What you will do: Select each line in the records below that contains the word "pile", and copy those lines out in full.

Rows:

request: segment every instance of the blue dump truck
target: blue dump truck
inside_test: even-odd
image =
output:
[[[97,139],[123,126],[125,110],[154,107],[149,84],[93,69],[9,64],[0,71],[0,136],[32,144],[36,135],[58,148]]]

---

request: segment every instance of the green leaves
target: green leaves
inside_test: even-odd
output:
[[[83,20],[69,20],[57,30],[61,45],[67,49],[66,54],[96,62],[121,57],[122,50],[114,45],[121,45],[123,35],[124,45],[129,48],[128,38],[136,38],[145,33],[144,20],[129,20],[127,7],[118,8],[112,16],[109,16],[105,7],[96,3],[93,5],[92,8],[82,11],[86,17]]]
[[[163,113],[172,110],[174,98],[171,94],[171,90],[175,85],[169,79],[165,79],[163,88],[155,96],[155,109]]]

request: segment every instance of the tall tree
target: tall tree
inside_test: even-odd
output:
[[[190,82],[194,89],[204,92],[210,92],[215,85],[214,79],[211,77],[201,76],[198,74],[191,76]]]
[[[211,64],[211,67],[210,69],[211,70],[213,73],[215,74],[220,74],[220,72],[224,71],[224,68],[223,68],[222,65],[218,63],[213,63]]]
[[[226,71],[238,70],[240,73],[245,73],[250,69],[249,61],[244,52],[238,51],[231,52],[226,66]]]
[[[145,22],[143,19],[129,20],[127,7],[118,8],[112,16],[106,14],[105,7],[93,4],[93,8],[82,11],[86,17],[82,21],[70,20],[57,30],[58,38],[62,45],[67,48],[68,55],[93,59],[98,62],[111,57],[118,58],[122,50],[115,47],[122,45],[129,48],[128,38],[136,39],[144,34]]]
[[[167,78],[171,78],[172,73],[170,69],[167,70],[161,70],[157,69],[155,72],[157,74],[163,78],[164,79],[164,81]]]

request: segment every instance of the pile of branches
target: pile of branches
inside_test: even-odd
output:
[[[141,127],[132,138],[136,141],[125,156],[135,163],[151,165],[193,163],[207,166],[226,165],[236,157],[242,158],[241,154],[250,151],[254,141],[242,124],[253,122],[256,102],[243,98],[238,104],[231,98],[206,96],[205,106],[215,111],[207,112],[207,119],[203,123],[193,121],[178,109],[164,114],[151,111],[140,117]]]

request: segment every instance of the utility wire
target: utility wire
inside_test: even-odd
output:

Answer in full:
request: segment every instance of the pile of branches
target: pile of branches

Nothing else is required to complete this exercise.